▶ EXERCISE REQUIREMENTS:
A - According to the HER2 review, which HER2 inhibitor is the only one licensed for HER2-amplified gastro-oesophageal cancer?
B - In one to three sentences, explain why, according to the HER2 review, HER2-amplified gastro-oesophageal cancer differs from breast cancer.
C - Quote the HER2 review, starting with "World J Gastrointest" and going on through "of the manuscript.".

▶ PASSAGE:
******

Review
Copyright ©The Author(s) 2018. Published by Baishideng Publishing Group Inc. All rights reserved.
World J Gastrointest Oncol. Jul 15, 2018; 10(7): 159-171
Published online Jul 15, 2018. doi: 10.4251/wjgo.v10.i7.159
HER2 inhibition in gastro-oesophageal cancer: A review drawing on lessons learned from breast cancer
Hazel Lote, Nicola Valeri, Ian Chau
Hazel Lote, Nicola Valeri, Centre for Molecular Pathology, Institute of Cancer Research, Sutton SM2 5NG, United Kingdom
Hazel Lote, Nicola Valeri, Ian Chau, Department of Medicine, Royal Marsden Hospital, Sutton SM2 5PT, United Kingdom
Author contributions: Lote H wrote the original manuscript and revised it following peer review comments; Valeri N reviewed the manuscript; Chau I reviewed and contributed to the content of the manuscript.
Supported by National Health Service funding to the National Institute for Health Research Biomedical Research Centre at the Royal Marsden NHS Foundation Trust and The Institute of Cancer Research, No. A62, No. A100, No. A101 and No. A159; Cancer Research UK funding, No. CEA A18052.
Conflict-of-interest statement: No potential conflicts of interest relevant to this article were reported.
Open-Access: This article is an open-access article which was selected by an in-house editor and fully peer-reviewed by external reviewers. It is distributed in accordance with the Creative Commons Attribution Non Commercial (CC BY-NC 4.0) license, which permits others to distribute, remix, adapt, build upon this work non-commercially, and license their derivative works on different terms, provided the original work is properly cited and the use is non-commercial. See: http://creativecommons.org/licenses/by-nc/4.0/
Correspondence to: Ian Chau, FRCP (Hon), MD, MRCP, Doctor, Department of Medicine, Royal Marsden Hospital, Downs Road, Sutton SM2 5PT, United Kingdom. ian.chau@rmh.nhs.uk
Telephone: +44-208-6613582 Fax: +44-208-6613890
Received: January 25, 2018
Peer-review started: January 26, 2018
First decision: March 7, 2018
Revised: May 25, 2018
Accepted: May 30, 2018
Article in press: May 30, 2018
Published online: July 15, 2018
Abstract

Human epidermal growth factor receptor 2 (HER2)-inhibition is an important therapeutic strategy in HER2-amplified gastro-oesophageal cancer (GOC). A significant proportion of GOC patients display HER2 amplification, yet HER2 inhibition in these patients has not displayed the success seen in HER2 amplified breast cancer. Much of the current evidence surrounding HER2 has been obtained from studies in breast cancer, and we are only recently beginning to improve our understanding of HER2-amplified GOC. Whilst there are numerous licensed HER2 inhibitors in breast cancer, trastuzumab remains the only licensed HER2 inhibitor for HER2-amplified GOC. Clinical trials investigating lapatinib, trastuzumab emtansine, pertuzumab and MM-111 in GOC have demonstrated disappointing results and have not yet changed the treatment paradigm. Trastuzumab deruxtecan may hold promise and is currently being investigated in phase II trials. HER2 amplified GOC differs from breast cancer due to inherent differences in the HER2 amino-truncation and mutation rate, loss of HER2 expression, alterations in HER2 signalling pathways and differences in insulin-like growth factor-1 receptor and MET expression. Epigenetic alterations involving different microRNA profiles in GOC as compared to breast cancer and intrinsic differences in the immune environment are likely to play a role. The key to effective treatment of HER2 amplified GOC lies in understanding these mechanisms and tailoring HER2 inhibition for GOC patients in order to improve clinical outcomes.

******

▶ RECORDS PROVIDED:

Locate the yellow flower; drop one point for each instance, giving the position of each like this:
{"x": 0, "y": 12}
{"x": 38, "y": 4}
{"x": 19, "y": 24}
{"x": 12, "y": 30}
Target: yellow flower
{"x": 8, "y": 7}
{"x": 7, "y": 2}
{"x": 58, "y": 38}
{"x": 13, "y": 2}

******

▶ ANSWERS BY ITEM:
A - Trastuzumab.

B - The review attributes the difference to inherent differences in HER2 amino-truncation and mutation rate, loss of HER2 expression, and alterations in HER2 signalling pathways. It also cites differences in insulin-like growth factor-1 receptor and MET expression.

C -
World J Gastrointest Oncol. Jul 15, 2018; 10(7): 159-171
Published online Jul 15, 2018. doi: 10.4251/wjgo.v10.i7.159
HER2 inhibition in gastro-oesophageal cancer: A review drawing on lessons learned from breast cancer
Hazel Lote, Nicola Valeri, Ian Chau
Hazel Lote, Nicola Valeri, Centre for Molecular Pathology, Institute of Cancer Research, Sutton SM2 5NG, United Kingdom
Hazel Lote, Nicola Valeri, Ian Chau, Department of Medicine, Royal Marsden Hospital, Sutton SM2 5PT, United Kingdom
Author contributions: Lote H wrote the original manuscript and revised it following peer review comments; Valeri N reviewed the manuscript; Chau I reviewed and contributed to the content of the manuscript.